**What you should do:** Return the lines below that contain "green".

[Data entries]
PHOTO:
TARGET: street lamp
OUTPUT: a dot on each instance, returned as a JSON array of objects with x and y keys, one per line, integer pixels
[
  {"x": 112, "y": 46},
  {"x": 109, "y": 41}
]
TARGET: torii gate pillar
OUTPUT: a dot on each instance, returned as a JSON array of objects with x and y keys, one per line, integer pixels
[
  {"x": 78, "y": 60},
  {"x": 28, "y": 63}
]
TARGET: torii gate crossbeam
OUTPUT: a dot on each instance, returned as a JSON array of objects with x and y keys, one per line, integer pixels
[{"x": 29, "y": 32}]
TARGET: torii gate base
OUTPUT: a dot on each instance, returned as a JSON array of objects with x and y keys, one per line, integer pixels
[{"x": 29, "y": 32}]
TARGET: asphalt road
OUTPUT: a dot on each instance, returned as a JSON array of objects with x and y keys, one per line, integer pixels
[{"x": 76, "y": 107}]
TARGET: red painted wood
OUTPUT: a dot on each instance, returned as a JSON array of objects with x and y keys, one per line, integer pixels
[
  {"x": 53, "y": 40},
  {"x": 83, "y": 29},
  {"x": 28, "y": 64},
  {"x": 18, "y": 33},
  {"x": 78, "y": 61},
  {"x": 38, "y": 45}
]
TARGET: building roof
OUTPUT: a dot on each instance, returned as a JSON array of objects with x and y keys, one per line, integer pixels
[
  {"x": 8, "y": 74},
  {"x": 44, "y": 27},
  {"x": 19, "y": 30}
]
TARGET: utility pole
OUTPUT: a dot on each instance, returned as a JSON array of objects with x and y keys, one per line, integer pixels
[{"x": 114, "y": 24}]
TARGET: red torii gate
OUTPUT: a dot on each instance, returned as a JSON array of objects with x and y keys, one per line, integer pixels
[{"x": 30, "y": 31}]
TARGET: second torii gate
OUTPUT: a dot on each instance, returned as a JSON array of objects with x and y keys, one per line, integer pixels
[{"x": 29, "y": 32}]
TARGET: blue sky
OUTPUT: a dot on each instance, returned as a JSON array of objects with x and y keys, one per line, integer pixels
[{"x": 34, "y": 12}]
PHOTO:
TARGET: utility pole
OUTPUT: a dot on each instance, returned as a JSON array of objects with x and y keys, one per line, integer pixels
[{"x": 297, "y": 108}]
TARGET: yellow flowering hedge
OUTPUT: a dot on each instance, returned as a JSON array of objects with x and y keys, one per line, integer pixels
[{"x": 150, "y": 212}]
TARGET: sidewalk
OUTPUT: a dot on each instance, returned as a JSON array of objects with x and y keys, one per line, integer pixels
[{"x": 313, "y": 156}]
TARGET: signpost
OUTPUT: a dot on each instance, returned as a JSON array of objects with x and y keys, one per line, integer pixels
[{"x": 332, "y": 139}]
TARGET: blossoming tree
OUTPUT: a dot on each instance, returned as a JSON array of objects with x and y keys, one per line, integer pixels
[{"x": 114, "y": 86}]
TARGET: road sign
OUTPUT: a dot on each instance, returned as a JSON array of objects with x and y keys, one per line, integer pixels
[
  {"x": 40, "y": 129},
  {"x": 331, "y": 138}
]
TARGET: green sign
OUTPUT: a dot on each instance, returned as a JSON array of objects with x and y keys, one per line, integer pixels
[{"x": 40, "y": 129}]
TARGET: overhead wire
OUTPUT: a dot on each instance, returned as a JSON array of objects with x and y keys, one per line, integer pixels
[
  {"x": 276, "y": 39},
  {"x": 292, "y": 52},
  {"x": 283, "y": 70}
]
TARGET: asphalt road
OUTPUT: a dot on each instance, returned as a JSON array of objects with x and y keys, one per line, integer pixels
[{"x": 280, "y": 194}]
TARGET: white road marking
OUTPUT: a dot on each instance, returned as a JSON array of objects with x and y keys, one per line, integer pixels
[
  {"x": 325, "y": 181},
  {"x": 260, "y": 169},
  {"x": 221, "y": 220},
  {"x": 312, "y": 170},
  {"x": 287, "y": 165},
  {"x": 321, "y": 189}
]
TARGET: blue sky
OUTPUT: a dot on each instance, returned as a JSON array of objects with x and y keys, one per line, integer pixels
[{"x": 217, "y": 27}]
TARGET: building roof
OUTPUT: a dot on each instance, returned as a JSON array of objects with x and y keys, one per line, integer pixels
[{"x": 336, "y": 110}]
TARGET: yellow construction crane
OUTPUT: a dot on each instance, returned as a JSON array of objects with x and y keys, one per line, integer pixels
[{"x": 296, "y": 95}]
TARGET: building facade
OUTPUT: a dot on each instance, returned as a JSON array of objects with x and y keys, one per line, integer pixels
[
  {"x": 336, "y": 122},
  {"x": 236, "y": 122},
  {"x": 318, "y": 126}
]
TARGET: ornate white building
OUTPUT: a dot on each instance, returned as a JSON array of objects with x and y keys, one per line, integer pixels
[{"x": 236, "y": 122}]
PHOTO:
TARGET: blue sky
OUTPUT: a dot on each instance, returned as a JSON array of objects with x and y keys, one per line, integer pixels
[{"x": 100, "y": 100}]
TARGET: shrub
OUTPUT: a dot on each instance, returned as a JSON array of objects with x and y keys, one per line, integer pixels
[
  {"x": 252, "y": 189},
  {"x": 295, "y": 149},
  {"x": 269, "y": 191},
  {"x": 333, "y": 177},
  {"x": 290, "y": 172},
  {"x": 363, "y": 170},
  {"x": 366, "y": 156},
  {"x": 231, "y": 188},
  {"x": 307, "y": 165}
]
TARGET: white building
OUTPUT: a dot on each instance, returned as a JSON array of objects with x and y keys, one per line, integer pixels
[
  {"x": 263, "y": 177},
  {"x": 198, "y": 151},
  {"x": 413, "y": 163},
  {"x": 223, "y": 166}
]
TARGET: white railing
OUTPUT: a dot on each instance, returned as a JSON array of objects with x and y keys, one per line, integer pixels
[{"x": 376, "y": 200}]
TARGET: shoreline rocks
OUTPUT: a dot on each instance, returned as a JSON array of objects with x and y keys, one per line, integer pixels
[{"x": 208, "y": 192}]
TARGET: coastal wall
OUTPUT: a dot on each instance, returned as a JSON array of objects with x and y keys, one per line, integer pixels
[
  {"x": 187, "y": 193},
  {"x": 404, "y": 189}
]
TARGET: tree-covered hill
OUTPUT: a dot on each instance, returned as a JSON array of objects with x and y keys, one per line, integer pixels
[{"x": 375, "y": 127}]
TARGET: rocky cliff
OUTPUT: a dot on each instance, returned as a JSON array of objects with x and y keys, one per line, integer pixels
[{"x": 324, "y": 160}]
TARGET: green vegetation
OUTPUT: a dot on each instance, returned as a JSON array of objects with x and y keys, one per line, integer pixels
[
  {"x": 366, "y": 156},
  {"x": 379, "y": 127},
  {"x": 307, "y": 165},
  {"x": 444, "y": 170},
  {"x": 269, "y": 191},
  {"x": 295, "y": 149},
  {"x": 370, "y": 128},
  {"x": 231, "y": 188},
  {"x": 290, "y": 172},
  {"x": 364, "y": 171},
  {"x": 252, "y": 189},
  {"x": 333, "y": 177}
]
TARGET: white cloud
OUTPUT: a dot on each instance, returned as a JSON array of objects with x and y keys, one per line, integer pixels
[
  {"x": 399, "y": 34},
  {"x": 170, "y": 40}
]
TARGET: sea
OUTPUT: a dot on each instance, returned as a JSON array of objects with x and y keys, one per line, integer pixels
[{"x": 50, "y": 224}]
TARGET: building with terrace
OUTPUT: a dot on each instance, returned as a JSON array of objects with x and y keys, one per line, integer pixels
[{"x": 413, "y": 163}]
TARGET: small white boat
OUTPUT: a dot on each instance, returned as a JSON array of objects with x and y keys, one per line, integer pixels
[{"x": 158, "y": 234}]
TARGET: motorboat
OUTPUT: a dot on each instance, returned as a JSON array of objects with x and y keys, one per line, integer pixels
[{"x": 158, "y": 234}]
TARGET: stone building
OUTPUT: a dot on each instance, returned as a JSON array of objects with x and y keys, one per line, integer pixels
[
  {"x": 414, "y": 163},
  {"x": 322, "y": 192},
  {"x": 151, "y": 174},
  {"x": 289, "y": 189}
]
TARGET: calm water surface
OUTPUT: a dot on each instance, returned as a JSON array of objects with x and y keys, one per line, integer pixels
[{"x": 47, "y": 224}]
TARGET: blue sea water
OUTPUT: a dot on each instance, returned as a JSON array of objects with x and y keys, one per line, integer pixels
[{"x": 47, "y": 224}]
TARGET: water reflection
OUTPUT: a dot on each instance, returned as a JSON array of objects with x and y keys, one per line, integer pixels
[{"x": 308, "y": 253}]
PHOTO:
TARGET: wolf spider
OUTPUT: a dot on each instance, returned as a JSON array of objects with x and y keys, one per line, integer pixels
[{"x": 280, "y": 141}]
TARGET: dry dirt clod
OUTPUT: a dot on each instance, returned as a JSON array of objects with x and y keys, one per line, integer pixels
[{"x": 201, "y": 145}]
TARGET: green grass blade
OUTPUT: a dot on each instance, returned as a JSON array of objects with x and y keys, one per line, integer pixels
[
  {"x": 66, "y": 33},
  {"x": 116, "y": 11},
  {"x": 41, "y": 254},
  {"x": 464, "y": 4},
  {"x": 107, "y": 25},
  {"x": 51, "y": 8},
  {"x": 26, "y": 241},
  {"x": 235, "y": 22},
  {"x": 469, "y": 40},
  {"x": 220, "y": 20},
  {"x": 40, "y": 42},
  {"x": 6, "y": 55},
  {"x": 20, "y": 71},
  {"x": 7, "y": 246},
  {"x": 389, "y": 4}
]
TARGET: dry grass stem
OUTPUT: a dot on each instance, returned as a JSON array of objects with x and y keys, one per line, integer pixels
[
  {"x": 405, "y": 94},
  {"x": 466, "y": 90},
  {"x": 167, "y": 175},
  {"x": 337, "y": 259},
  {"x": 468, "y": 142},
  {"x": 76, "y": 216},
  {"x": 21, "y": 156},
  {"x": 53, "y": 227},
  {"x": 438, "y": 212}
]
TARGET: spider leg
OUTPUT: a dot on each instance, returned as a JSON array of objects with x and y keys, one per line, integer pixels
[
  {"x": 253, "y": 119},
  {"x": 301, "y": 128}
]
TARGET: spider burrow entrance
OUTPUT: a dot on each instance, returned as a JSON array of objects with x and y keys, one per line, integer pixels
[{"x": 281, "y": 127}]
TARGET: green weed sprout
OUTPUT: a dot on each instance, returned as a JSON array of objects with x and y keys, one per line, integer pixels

**Answer box:**
TARGET: green sign
TARGET: green vegetation
TARGET: green grass blade
TARGET: green weed sprout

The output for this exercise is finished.